#### EXERCISE DIRECTIONS:
Copy out each line of the material below with no changes.

::::

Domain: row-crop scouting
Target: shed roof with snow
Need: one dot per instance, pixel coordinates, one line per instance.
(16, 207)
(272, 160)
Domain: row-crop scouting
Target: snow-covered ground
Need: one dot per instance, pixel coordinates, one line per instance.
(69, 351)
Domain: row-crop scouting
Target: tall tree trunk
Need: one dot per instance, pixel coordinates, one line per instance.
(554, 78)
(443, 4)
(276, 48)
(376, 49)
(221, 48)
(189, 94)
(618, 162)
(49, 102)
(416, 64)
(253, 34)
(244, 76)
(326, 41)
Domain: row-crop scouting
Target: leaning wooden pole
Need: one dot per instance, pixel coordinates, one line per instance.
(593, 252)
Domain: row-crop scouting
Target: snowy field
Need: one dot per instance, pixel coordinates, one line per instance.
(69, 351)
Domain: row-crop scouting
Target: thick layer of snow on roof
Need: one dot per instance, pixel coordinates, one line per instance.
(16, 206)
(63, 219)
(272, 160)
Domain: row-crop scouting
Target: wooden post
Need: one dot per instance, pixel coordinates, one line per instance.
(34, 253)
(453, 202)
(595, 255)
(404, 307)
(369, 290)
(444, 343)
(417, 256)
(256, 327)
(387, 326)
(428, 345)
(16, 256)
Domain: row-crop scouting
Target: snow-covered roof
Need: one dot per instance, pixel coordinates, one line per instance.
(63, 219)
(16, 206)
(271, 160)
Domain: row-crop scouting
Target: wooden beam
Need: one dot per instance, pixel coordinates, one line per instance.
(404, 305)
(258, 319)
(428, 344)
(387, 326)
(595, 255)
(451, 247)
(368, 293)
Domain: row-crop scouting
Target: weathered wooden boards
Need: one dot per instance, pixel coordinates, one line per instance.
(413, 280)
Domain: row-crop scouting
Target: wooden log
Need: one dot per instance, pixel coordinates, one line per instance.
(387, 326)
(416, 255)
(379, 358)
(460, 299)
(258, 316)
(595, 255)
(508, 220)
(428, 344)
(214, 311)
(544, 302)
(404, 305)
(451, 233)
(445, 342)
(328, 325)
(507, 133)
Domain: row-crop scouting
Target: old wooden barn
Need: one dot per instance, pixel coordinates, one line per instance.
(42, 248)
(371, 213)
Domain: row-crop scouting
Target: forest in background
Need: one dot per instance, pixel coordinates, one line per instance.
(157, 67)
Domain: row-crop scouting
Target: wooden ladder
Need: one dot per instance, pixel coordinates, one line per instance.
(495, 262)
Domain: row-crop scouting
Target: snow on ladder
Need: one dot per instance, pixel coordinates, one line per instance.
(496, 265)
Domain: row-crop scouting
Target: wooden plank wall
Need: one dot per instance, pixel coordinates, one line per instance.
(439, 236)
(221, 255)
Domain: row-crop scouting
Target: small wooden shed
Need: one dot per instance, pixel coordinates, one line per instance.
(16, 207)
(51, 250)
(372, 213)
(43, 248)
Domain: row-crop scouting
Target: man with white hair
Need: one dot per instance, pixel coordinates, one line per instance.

::::

#### RESPONSE BELOW:
Domain: row-crop scouting
Target: shed roof with snow
Need: one dot per instance, pixel coordinates, one line per instance.
(16, 207)
(272, 160)
Domain: row-crop scouting
Target: snow-covered ground
Need: one dot per instance, pixel coordinates, one line per instance.
(69, 351)
Domain: row-crop scouting
Target: tall tree trunk
Need: one dot per instance, pixel coordinates, one line per instance.
(554, 78)
(443, 4)
(276, 48)
(376, 49)
(221, 48)
(189, 94)
(618, 162)
(49, 102)
(416, 64)
(253, 34)
(244, 76)
(326, 41)
Domain: row-crop scouting
Target: leaning wooden pole
Need: one dot per instance, pixel coordinates, one line per instance.
(593, 252)
Domain: row-crop scouting
Target: snowy field
Need: one dot per instance, pixel coordinates, one line per instance.
(69, 351)
Domain: row-crop scouting
Target: thick layer of snow on roof
Need: one dot per instance, pixel coordinates, one line per instance.
(16, 206)
(63, 219)
(272, 160)
Domain: row-crop scouting
Target: wooden post
Need: one dot per instance, pixel coordinates, one line per instance.
(34, 253)
(453, 202)
(595, 255)
(404, 307)
(369, 290)
(444, 343)
(417, 256)
(256, 327)
(387, 326)
(428, 345)
(16, 256)
Domain: row-crop scouting
Target: snow-covered roof
Need: one dot per instance, pixel coordinates, one line per instance.
(63, 219)
(16, 206)
(271, 160)
Domain: row-crop scouting
Target: wooden beam
Need: one dot per instance, pixel coordinates, one line per instance.
(404, 305)
(258, 319)
(428, 344)
(387, 326)
(595, 255)
(451, 247)
(368, 293)
Domain: row-crop scouting
Target: weathered wooden boards
Need: one dot per instance, pixel coordinates, one line per instance.
(413, 280)
Domain: row-crop scouting
Target: wooden log
Need: one dot per instance, pixel coordinates, one line per instance.
(387, 326)
(416, 255)
(379, 358)
(460, 299)
(258, 316)
(595, 255)
(508, 220)
(428, 344)
(214, 311)
(544, 302)
(404, 305)
(451, 233)
(445, 342)
(328, 325)
(507, 133)
Domain: row-crop scouting
Target: old wooden barn
Need: one dot per instance, pixel coordinates, one line per instance.
(42, 248)
(371, 213)
Domain: row-crop scouting
Target: forest in background
Need: one dot per instance, pixel coordinates, one line per instance.
(157, 67)
Domain: row-crop scouting
Target: wooden ladder
Need: one dot per instance, pixel coordinates, one line per instance.
(495, 262)
Domain: row-crop scouting
Target: snow on ladder
Need: one dot per instance, pixel coordinates, one line per instance.
(496, 265)
Domain: row-crop scouting
Target: wooden plank wall
Need: one dot per instance, pixel coordinates, one line per instance.
(439, 236)
(221, 255)
Domain: row-crop scouting
Target: small wooden shed
Need: one dot per instance, pixel coordinates, one line per instance.
(16, 207)
(51, 250)
(372, 213)
(43, 248)
Domain: row-crop scouting
Target: man with white hair
Need: one dot per instance, pixel coordinates, one line per instance.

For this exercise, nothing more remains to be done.